» **Treść zadania**: Skopiuj dosłownie fragment tekstu o zakazie Marszu Niepodległości, zaczynając od słów „Po ogłoszeniu decyzji” i dalej aż do słów „zapowiedział rzecznik prezydenta.”.

====== Tekst źródłowy

Ustępująca prezydent Warszawy, Hanna Gronkiewicz-Waltz zdecydowała o zakazie organizacji Marszu Niepodległości. - Myślę, że HGW - ośmielona wynikami wyborów w Warszawie - postanowiła z różnych powodów wykazać się zuchwalstwem - ocenił w rozmowie z Katarzyną Gójską w Telewizji Republika prof. Zdzisław Krasnodębski, eurodeputowany, wiceprzewodniczący Parlamentu Europejskiego.
Prezydent Warszawy, Hanna Gronkiewicz-Waltz, podjęła decyzję o zakazie organizacji Marszu Niepodległości, który 11 listopada miał przejść ulicami stolicy.
- Nie tak powinno wyglądać świętowanie stulecia odzyskania niepodległości przez Polskę
- powiedziała.
Po ogłoszeniu decyzji przez Gronkiewicz-Waltz doszło do spotkania prezydenta RP, Andrzeja Dudy z premierem rządu, Mateuszem Morawieckim.
- Podczas spotkania ustalono, że zgodnie z propozycjami środowisk kombatanckich zostanie zorganizowany marsz, wspólny biało-czerwony marsz, który będzie miał charakter uroczystości państwowych
- zapowiedział rzecznik prezydenta.

============
====== Dane wejściowe

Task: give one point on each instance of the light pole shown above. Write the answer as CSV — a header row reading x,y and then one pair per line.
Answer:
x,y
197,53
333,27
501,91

============

» **Wynik**:
Po ogłoszeniu decyzji przez Gronkiewicz-Waltz doszło do spotkania prezydenta RP, Andrzeja Dudy z premierem rządu, Mateuszem Morawieckim.
- Podczas spotkania ustalono, że zgodnie z propozycjami środowisk kombatanckich zostanie zorganizowany marsz, wspólny biało-czerwony marsz, który będzie miał charakter uroczystości państwowych
- zapowiedział rzecznik prezydenta.